**課題 A:**
南相馬市と放射線への誤解を扱った本文抜粋によると、及川副院長は医師としての役割のほかに何を行っているか。
**課題 B:**
南相馬市と放射線への誤解を扱った本文抜粋の最後の文に続けて、文章を書き進めよ。

**本文抜粋:**

● ● ●

2011年6月27日月曜日

放射線への誤解が差別や偏見を生む

南相馬市の現状について話す及川副院長(手前)
 南相馬市立総合病院の及川友好副院長は当直や手術という医師の役割を果たす一方で、市内の小中高校の被ばく線量を計測して情報提供にも努めている。「この町では自治体も被災者。自治体の職員は約8割の苦情の電話を1カ月以上受けて精神的にもまいっている。線量計で測定する仕事は本来行政の仕事かもしれないが、余力がある人がやるしかない」。市全体のマンパワー不足も相まって、及川副院長自身、激務が続く。
 
 岩手県や宮城県と同じく甚大な津波被害を抱えているものの、医療の提供や情報伝達という支援を「放射線への誤解」が阻む現状がある。ここ数カ月、国の放射線量の基準が二転三転する中、住民たちは振り回され不安にさらされてきた。さらに周りの市町村や県外の人たちは南相馬市に近づくことを恐れ、福島ナンバーの車の出入りを拒絶した。

● ● ●

**記録一覧:**
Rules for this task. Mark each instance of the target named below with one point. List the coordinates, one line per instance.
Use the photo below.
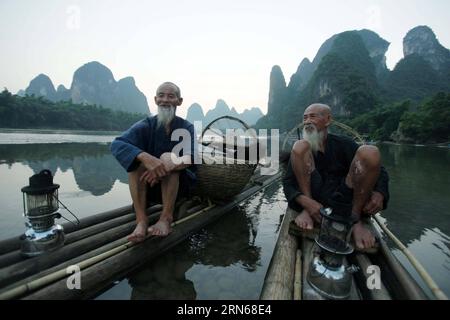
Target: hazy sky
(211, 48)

● ● ●

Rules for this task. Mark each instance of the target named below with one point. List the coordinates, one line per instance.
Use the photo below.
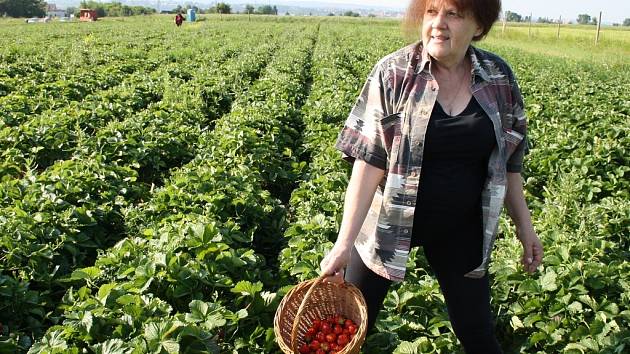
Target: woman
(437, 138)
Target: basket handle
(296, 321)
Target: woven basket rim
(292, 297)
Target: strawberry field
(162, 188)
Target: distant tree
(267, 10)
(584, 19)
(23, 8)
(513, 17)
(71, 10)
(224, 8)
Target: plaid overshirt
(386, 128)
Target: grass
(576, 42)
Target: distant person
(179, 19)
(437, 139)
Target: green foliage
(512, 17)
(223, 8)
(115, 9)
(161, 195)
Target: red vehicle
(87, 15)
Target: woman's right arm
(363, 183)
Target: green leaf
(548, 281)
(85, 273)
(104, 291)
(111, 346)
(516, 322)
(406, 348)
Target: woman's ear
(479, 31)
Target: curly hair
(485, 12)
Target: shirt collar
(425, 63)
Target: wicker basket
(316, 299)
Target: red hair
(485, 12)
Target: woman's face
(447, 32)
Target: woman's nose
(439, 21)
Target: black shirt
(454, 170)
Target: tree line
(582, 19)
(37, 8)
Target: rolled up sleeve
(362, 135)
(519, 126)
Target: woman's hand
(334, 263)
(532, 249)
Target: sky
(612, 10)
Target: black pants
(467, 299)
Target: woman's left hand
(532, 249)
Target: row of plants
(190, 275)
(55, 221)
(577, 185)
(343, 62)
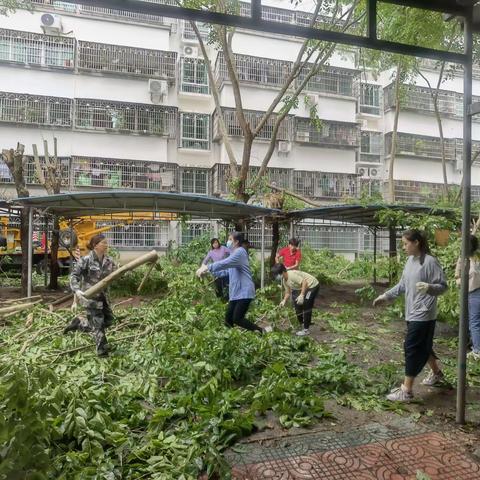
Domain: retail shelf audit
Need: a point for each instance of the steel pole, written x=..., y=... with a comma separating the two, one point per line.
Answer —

● ● ●

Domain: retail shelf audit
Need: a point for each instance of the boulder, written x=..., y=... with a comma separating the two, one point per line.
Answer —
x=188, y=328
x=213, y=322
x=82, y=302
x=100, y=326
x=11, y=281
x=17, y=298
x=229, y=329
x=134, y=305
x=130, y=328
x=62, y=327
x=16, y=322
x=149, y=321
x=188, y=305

● ● ●

**解答欄 A:**
市内の小中高校の被ばく線量を計測し、情報提供に努めている。

**解答欄 B:**
 「いじめられっ子の気持ちが分かった」。及川副院長はぽつりとつぶやいた。震災以降、原発から離れた市町村や福島県外で、放射線を過度に怖がるあまり、差別や偏見を生み出した。被爆地長崎や広島でも同じような問題を抱えた歴史がある。「被爆した若い娘は結婚できない」「放射線がうつる」などという誤解が多くの被爆者を奇異の目にさらした。

 いったい私たちは苦い経験や歴史から何を学んでいるのだろうか。


 河野病院長は金澤院長と及川副院長に窮状が届いていないことを伝えた。「全国の医師や国の目は岩手や宮城に向いており、福島に向いていない。南相馬市のこんな状況を知らない人がほとんど。実際に来てもらって見てもらうべき」。